Could you rewrite the entries, starting at the line containing "Target: yellow rubber duck" and running through the end of the entries, with "outline" replaced by "trace" and nothing else changed? Leave the pictures out of your answer.

Supplied information:

>> Start

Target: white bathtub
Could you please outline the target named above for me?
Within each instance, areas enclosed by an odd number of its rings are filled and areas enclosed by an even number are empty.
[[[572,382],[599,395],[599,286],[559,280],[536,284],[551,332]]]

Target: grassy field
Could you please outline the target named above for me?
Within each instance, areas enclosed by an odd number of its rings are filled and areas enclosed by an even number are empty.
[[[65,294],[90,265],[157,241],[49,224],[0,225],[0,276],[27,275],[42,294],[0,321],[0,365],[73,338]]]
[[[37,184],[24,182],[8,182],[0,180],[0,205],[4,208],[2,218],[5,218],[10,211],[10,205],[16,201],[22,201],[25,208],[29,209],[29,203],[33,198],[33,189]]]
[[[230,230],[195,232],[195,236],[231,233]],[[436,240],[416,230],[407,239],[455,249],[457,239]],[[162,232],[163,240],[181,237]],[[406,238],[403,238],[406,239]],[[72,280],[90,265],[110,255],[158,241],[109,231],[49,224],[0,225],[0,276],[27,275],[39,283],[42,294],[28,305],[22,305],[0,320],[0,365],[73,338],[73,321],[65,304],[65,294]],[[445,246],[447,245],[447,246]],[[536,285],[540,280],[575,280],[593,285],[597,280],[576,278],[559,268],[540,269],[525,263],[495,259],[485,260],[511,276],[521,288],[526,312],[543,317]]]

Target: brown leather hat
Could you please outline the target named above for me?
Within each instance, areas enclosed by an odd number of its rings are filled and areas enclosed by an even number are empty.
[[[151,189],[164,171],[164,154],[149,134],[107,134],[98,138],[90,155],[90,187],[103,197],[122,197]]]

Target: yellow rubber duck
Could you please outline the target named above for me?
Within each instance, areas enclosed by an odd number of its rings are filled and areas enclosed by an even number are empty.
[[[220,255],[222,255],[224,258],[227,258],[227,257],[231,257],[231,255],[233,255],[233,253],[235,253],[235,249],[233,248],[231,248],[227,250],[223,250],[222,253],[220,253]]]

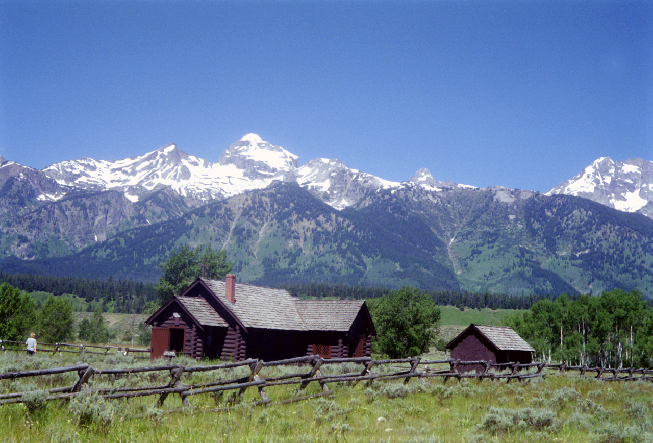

>> End

Full solution:
Target: yellow rubber duck
Could you please trace the target named above for me?
Within each instance, areas enclosed by an odd number of its rings are filled and areas enclosed by an even number are empty.
[[[220,255],[222,255],[224,258],[227,258],[227,257],[231,257],[231,255],[233,255],[233,253],[235,253],[235,249],[233,248],[231,248],[227,250],[223,250],[222,253],[220,253]]]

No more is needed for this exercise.